EXCERPT TO READ:
----------

Headpieces can signify status, origin, religious/spiritual beliefs, social grouping, team affiliation, occupation, or fashion choices.

In many cultures, covering the head is seen as a sign of respect. Often, some or all of the head must be covered and veiled when entering holy places or places of prayer. For many centuries, women in Europe, the Middle East, and South Asia have covered their head hair as a sign of modesty. This trend has changed drastically in Europe in the 20th century, although is still observed in other parts of the world. In addition, a number of religions require men to wear specific head clothing—such as the Islamic taqiyah, Jewish yarmulke, or the Sikh turban. The same goes for women with the Muslim hijab or Christian nun's habit.

A hat is a head covering that can serve a variety of purposes. Hats may be worn as part of a uniform or used as a protective device, such as a hard hat, a covering for warmth, a covering that meets sensory needs in some neurodivergent people, or a fashion accessory. Hats can also be indicative of social status in some areas of the world.

----------

(Items from a data source)
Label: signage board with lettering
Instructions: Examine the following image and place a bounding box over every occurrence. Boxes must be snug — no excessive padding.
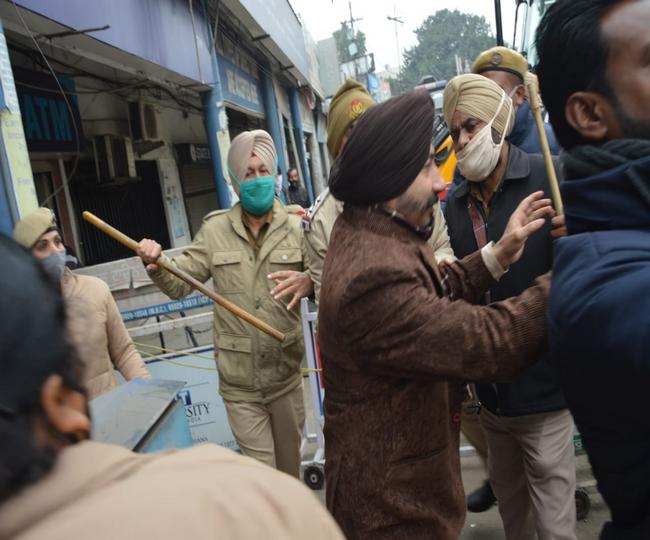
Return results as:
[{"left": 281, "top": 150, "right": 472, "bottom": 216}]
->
[
  {"left": 14, "top": 69, "right": 83, "bottom": 152},
  {"left": 146, "top": 347, "right": 238, "bottom": 450},
  {"left": 218, "top": 54, "right": 264, "bottom": 114}
]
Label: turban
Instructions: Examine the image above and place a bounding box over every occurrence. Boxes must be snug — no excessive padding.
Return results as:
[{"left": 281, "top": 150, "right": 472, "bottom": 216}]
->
[
  {"left": 13, "top": 207, "right": 56, "bottom": 249},
  {"left": 329, "top": 91, "right": 434, "bottom": 205},
  {"left": 443, "top": 73, "right": 514, "bottom": 137},
  {"left": 228, "top": 129, "right": 277, "bottom": 186},
  {"left": 327, "top": 79, "right": 375, "bottom": 159}
]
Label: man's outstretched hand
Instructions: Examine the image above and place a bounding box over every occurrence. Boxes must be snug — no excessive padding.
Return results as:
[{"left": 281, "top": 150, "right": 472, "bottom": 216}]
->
[
  {"left": 268, "top": 270, "right": 314, "bottom": 310},
  {"left": 494, "top": 191, "right": 555, "bottom": 268}
]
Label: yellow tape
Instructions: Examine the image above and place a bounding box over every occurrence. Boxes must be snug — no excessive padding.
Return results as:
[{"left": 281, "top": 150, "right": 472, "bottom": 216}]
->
[{"left": 133, "top": 341, "right": 323, "bottom": 373}]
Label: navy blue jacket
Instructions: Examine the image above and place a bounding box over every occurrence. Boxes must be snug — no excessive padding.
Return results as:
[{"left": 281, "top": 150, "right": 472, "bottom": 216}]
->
[
  {"left": 445, "top": 145, "right": 566, "bottom": 416},
  {"left": 549, "top": 157, "right": 650, "bottom": 539}
]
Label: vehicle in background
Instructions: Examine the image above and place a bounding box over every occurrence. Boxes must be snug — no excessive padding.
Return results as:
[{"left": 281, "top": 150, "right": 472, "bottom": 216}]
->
[{"left": 415, "top": 75, "right": 456, "bottom": 200}]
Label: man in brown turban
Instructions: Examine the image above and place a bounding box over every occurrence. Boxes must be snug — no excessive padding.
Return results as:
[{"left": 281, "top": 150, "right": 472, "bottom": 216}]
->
[
  {"left": 319, "top": 92, "right": 550, "bottom": 540},
  {"left": 303, "top": 80, "right": 454, "bottom": 303},
  {"left": 138, "top": 130, "right": 313, "bottom": 476}
]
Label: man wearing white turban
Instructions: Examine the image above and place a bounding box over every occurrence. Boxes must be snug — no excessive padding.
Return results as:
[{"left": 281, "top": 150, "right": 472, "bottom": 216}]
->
[
  {"left": 443, "top": 74, "right": 576, "bottom": 540},
  {"left": 138, "top": 130, "right": 313, "bottom": 476}
]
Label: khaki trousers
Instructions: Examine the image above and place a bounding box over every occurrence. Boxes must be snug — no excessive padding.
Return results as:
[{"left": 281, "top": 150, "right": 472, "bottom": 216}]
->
[
  {"left": 460, "top": 402, "right": 488, "bottom": 468},
  {"left": 223, "top": 384, "right": 305, "bottom": 478},
  {"left": 480, "top": 408, "right": 576, "bottom": 540}
]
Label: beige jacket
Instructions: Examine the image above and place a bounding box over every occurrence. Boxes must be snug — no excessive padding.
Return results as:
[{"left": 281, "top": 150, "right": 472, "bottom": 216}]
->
[
  {"left": 305, "top": 189, "right": 456, "bottom": 303},
  {"left": 150, "top": 199, "right": 307, "bottom": 403},
  {"left": 61, "top": 268, "right": 151, "bottom": 399},
  {"left": 0, "top": 442, "right": 343, "bottom": 540}
]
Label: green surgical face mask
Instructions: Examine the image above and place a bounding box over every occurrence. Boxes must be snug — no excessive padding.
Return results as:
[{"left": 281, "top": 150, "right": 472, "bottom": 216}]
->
[{"left": 239, "top": 176, "right": 275, "bottom": 216}]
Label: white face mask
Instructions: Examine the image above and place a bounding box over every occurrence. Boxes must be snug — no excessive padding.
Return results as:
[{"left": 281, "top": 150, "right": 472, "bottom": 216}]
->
[{"left": 456, "top": 92, "right": 512, "bottom": 182}]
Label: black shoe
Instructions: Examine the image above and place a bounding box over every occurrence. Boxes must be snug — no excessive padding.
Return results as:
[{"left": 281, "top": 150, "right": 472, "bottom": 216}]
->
[{"left": 467, "top": 480, "right": 497, "bottom": 513}]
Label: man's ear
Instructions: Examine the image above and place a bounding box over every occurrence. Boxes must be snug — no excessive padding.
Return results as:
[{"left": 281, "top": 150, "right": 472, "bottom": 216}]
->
[
  {"left": 564, "top": 92, "right": 618, "bottom": 141},
  {"left": 41, "top": 375, "right": 90, "bottom": 438},
  {"left": 512, "top": 84, "right": 526, "bottom": 107}
]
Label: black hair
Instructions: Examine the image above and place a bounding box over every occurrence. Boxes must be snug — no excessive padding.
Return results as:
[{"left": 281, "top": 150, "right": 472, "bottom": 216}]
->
[
  {"left": 0, "top": 235, "right": 81, "bottom": 503},
  {"left": 535, "top": 0, "right": 624, "bottom": 149}
]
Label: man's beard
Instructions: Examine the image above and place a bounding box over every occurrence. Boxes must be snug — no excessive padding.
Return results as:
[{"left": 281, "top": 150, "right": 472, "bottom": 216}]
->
[{"left": 397, "top": 193, "right": 438, "bottom": 240}]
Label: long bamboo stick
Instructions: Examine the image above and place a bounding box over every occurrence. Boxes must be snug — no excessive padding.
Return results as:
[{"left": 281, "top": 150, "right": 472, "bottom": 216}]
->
[
  {"left": 83, "top": 211, "right": 285, "bottom": 342},
  {"left": 526, "top": 77, "right": 564, "bottom": 216}
]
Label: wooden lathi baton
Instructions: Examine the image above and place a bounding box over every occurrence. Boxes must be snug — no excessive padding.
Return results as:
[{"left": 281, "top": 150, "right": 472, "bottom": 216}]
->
[
  {"left": 83, "top": 211, "right": 285, "bottom": 342},
  {"left": 526, "top": 76, "right": 564, "bottom": 216}
]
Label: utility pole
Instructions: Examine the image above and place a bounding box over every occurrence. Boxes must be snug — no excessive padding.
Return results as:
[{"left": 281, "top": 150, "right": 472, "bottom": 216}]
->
[
  {"left": 386, "top": 6, "right": 404, "bottom": 77},
  {"left": 341, "top": 0, "right": 363, "bottom": 79}
]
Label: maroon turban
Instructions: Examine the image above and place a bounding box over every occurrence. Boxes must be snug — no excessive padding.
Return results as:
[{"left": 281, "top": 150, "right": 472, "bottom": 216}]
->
[{"left": 329, "top": 90, "right": 434, "bottom": 206}]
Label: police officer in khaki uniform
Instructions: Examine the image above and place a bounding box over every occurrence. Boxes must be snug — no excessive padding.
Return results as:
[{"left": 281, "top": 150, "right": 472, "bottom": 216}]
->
[
  {"left": 303, "top": 80, "right": 455, "bottom": 302},
  {"left": 13, "top": 208, "right": 151, "bottom": 399},
  {"left": 138, "top": 130, "right": 313, "bottom": 476}
]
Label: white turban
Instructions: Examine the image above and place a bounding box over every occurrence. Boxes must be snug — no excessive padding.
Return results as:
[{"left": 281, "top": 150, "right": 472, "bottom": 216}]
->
[
  {"left": 228, "top": 129, "right": 276, "bottom": 186},
  {"left": 443, "top": 73, "right": 515, "bottom": 137}
]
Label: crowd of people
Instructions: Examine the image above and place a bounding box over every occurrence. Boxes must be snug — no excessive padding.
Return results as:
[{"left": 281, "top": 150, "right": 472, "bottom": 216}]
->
[{"left": 0, "top": 0, "right": 650, "bottom": 540}]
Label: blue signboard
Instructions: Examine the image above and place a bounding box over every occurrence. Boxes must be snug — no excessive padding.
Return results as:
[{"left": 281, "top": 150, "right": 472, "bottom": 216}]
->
[
  {"left": 217, "top": 54, "right": 264, "bottom": 114},
  {"left": 14, "top": 68, "right": 83, "bottom": 152},
  {"left": 121, "top": 294, "right": 212, "bottom": 322}
]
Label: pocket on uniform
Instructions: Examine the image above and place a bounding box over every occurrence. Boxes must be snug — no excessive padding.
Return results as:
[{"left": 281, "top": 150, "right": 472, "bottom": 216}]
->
[
  {"left": 276, "top": 332, "right": 304, "bottom": 380},
  {"left": 212, "top": 251, "right": 244, "bottom": 293},
  {"left": 269, "top": 248, "right": 302, "bottom": 272},
  {"left": 217, "top": 334, "right": 253, "bottom": 388}
]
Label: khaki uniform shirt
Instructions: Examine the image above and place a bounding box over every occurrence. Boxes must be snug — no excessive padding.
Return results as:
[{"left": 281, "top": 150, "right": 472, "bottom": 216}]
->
[
  {"left": 150, "top": 199, "right": 307, "bottom": 403},
  {"left": 305, "top": 189, "right": 456, "bottom": 303},
  {"left": 61, "top": 268, "right": 151, "bottom": 399},
  {"left": 0, "top": 442, "right": 343, "bottom": 540}
]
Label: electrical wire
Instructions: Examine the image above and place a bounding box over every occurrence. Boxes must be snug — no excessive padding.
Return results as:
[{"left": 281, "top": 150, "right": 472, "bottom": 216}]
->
[{"left": 133, "top": 341, "right": 323, "bottom": 373}]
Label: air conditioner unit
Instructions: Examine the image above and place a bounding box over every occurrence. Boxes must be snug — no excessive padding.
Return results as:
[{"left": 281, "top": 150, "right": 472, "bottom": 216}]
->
[
  {"left": 129, "top": 101, "right": 160, "bottom": 141},
  {"left": 93, "top": 135, "right": 136, "bottom": 184}
]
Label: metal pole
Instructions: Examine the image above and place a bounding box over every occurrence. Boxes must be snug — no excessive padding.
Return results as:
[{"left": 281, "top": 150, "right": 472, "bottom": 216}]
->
[
  {"left": 494, "top": 0, "right": 503, "bottom": 47},
  {"left": 289, "top": 86, "right": 314, "bottom": 204},
  {"left": 260, "top": 64, "right": 287, "bottom": 203},
  {"left": 201, "top": 4, "right": 231, "bottom": 208}
]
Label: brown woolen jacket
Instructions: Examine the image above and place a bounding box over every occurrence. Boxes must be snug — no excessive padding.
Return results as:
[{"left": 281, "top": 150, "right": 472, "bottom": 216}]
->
[{"left": 319, "top": 207, "right": 550, "bottom": 540}]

----------

REQUIRED TASKS:
[1] Print the stretch of the passage on head coverings from "A hat is a head" through "areas of the world.".
[2] Name every religious head covering that the passage on head coverings mentions by name, along with the religion it is tied to.

RESULTS IN ORDER:
[1]
A hat is a head covering that can serve a variety of purposes. Hats may be worn as part of a uniform or used as a protective device, such as a hard hat, a covering for warmth, a covering that meets sensory needs in some neurodivergent people, or a fashion accessory. Hats can also be indicative of social status in some areas of the world.

[2]
- Islamic taqiyah
- Jewish yarmulke
- Sikh turban
- Muslim hijab
- Christian nun's habit